-- Work to do --
Every line of the material is to be repeated exactly as it stands.

# START OF Supplied material

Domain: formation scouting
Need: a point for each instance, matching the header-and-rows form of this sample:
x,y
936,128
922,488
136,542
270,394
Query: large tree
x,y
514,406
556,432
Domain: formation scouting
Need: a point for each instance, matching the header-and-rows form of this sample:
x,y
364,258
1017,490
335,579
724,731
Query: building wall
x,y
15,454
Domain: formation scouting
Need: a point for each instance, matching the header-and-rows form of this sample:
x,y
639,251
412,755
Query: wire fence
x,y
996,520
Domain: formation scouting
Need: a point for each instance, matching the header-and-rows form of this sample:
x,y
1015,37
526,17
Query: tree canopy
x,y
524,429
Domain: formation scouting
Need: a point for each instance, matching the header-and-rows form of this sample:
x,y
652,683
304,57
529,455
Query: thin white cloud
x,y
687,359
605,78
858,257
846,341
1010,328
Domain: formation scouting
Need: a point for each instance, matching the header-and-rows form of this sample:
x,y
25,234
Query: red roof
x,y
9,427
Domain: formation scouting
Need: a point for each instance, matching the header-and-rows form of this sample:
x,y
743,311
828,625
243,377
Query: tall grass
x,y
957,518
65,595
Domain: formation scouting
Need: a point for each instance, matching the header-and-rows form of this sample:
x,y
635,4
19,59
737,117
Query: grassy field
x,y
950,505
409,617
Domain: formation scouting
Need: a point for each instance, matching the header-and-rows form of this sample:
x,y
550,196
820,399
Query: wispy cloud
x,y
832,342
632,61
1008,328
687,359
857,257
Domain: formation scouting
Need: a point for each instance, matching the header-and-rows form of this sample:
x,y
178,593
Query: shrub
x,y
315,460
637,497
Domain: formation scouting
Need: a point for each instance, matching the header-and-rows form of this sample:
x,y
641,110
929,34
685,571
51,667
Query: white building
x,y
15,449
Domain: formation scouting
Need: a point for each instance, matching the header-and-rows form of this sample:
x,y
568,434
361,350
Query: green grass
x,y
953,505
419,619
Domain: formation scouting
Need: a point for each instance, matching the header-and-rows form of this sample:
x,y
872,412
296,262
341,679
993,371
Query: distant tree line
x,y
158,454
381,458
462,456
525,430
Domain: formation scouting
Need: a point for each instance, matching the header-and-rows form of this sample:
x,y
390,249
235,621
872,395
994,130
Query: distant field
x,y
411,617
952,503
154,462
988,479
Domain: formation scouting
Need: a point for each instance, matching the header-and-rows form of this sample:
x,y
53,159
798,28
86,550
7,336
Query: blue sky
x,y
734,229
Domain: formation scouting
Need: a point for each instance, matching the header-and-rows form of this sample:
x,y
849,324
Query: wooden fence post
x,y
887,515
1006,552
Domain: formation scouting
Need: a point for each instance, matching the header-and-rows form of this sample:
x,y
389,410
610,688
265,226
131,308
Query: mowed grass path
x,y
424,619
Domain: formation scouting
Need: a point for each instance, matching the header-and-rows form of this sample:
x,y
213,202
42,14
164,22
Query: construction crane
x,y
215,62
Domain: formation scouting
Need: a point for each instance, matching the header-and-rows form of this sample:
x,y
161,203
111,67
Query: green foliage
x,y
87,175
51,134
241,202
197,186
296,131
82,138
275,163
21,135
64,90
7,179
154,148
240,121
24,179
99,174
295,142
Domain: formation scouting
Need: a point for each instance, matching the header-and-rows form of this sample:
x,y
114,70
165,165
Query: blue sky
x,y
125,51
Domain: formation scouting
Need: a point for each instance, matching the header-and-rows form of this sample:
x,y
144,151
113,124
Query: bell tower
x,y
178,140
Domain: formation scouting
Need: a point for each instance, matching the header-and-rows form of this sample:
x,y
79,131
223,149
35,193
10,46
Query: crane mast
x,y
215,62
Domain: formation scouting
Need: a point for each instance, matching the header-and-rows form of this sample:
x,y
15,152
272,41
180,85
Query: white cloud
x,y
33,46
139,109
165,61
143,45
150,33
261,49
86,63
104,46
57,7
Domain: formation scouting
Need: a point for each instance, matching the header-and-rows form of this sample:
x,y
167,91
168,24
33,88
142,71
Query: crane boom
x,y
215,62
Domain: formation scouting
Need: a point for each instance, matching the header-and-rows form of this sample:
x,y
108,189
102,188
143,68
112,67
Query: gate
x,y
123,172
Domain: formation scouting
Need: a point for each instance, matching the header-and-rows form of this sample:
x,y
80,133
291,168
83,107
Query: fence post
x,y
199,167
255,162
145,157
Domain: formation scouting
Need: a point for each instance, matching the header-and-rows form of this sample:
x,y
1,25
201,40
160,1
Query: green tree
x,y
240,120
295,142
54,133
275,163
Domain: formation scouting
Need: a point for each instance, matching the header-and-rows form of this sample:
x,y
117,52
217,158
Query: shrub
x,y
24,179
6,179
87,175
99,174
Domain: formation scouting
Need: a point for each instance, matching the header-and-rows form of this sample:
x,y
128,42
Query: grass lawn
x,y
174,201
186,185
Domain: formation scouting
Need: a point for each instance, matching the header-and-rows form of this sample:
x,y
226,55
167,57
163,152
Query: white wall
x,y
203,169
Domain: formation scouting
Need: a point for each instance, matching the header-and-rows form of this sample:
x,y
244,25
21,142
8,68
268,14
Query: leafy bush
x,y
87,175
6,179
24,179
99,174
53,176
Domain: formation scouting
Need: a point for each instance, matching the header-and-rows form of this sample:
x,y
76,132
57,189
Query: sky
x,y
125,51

# END OF Supplied material

-- The completed task --
Domain: formation scouting
Need: a point for each instance, matching the header-and-rows form of this sample:
x,y
936,128
922,488
136,542
270,394
Query: large tree
x,y
514,406
556,432
Domain: formation scouting
Need: a point for each instance, matching the header-and-rows form of this sample:
x,y
364,258
1017,490
335,579
724,731
Query: building wall
x,y
15,454
Domain: formation scouting
Need: a point for each instance, matching the header-and-rows form of this sample:
x,y
639,251
412,755
Query: wire fence
x,y
996,520
Domain: formation scouting
Need: a point for each instance, matching the header-and-rows form of this sample:
x,y
1015,37
526,17
Query: tree canopy
x,y
524,429
Domain: formation scouting
Need: a point for each instance, matching the header-and-rows form of this sample:
x,y
652,683
304,57
529,455
Query: thin white cloud
x,y
687,359
605,78
858,257
846,341
1010,328
Domain: formation scouting
Need: a point for each instance, matching the header-and-rows form of this sample:
x,y
25,234
Query: red roof
x,y
9,427
Domain: formation scouting
Need: a point for each instance, matching the header-and-rows form of this sample:
x,y
743,311
828,625
243,377
Query: tall grass
x,y
957,518
65,595
Domain: formation scouting
Need: a point for each instance, matching the header-and-rows form of this sample:
x,y
635,4
19,59
737,117
Query: grassy field
x,y
950,505
409,617
Domain: formation scouting
Need: a point for each instance, matching the header-and-rows form of this sample:
x,y
550,196
820,399
Query: wispy cloud
x,y
832,342
632,61
1008,328
687,359
857,257
Domain: formation scouting
Need: a point for each instance, matching the header-and-rows form of this sample:
x,y
178,593
Query: shrub
x,y
315,460
637,497
Domain: formation scouting
Need: a point for each instance, matching the header-and-rows form of this sample:
x,y
641,110
929,34
685,571
51,667
Query: white building
x,y
15,449
Domain: formation scouting
Need: a point for each instance, matching the header-and-rows form of this sample:
x,y
568,434
361,350
Query: green grass
x,y
953,505
419,619
Domain: formation scouting
Need: a point for each instance, matching the header-and-rows form of this sample:
x,y
872,412
296,262
341,679
993,371
Query: distant tree line
x,y
158,454
381,458
462,456
525,430
Domain: formation scouting
Need: a point for each instance, matching the header-and-rows form of this sample:
x,y
390,249
235,621
872,395
994,130
Query: distant field
x,y
411,617
952,503
154,462
988,479
Domain: formation scouting
Need: a point for each instance, matching the header-and-rows form of this sample:
x,y
53,159
798,28
86,550
7,336
Query: blue sky
x,y
734,229
Domain: formation scouting
Need: a point for each instance, matching the header-and-rows form of this sample:
x,y
849,324
Query: wooden fence post
x,y
887,515
1006,552
Domain: formation scouting
Need: a point for each instance, matching the header-and-rows form of this sample:
x,y
389,410
610,688
265,226
131,308
Query: mowed grass path
x,y
424,619
Domain: formation scouting
Need: a point for each instance, matching the header-and-rows form of this sample:
x,y
213,202
42,14
164,22
Query: construction crane
x,y
215,62
Domain: formation scouting
Need: a point for each instance, matching the header-and-rows form of this sample:
x,y
161,203
111,67
Query: green foliage
x,y
87,175
51,134
241,202
197,186
296,131
82,138
275,163
21,135
64,90
7,179
154,148
240,121
24,179
99,174
295,142
Domain: formation scouting
Need: a point for each instance, matching the header-and-rows form of this sample:
x,y
114,70
165,165
Query: blue sky
x,y
125,51
Domain: formation scouting
Need: a point for each instance, matching the header-and-rows form of this sample:
x,y
144,151
113,124
Query: bell tower
x,y
178,140
Domain: formation scouting
Need: a point for each instance, matching the header-and-rows form of this sample:
x,y
79,131
223,149
35,193
10,46
Query: crane mast
x,y
215,62
Domain: formation scouting
Need: a point for each instance, matching the header-and-rows form of this sample:
x,y
15,152
272,41
180,85
Query: white cloud
x,y
33,46
139,109
165,61
143,45
150,33
261,49
86,63
104,46
57,7
Domain: formation scouting
Need: a point for each instance, matching the header-and-rows form of this sample:
x,y
167,91
168,24
33,88
142,71
Query: crane boom
x,y
215,62
Domain: formation scouting
Need: a point for each instance, matching the header-and-rows form of this sample:
x,y
108,189
102,188
143,68
112,67
Query: gate
x,y
123,172
Domain: formation scouting
Need: a point for each instance, matching the header-and-rows form of this sample:
x,y
80,133
291,168
83,107
Query: fence post
x,y
199,167
255,162
145,157
Domain: formation scouting
Need: a point for each instance, matching the header-and-rows form of this sample:
x,y
1,25
201,40
160,1
Query: green tree
x,y
240,120
295,142
54,133
275,163
Domain: formation scouting
Need: a point for each instance, matching the header-and-rows form of this sample:
x,y
117,52
217,158
Query: shrub
x,y
24,179
6,179
87,175
99,174
Domain: formation scouting
Need: a point for each instance, matching the header-and-rows form of this sample:
x,y
128,42
Query: grass lawn
x,y
174,201
186,185
Domain: formation scouting
Need: a point for each instance, matching the header-and-rows form of this sample:
x,y
226,55
167,57
163,152
Query: white wall
x,y
203,169
Domain: formation scouting
Need: a point for each instance, matching the header-and-rows form of this sample:
x,y
244,25
21,142
8,68
268,14
Query: leafy bush
x,y
87,175
6,179
24,179
99,174
53,176
Domain: formation scouting
Need: a point for each instance, matching the header-and-rows form of this sample:
x,y
76,132
57,189
Query: sky
x,y
125,51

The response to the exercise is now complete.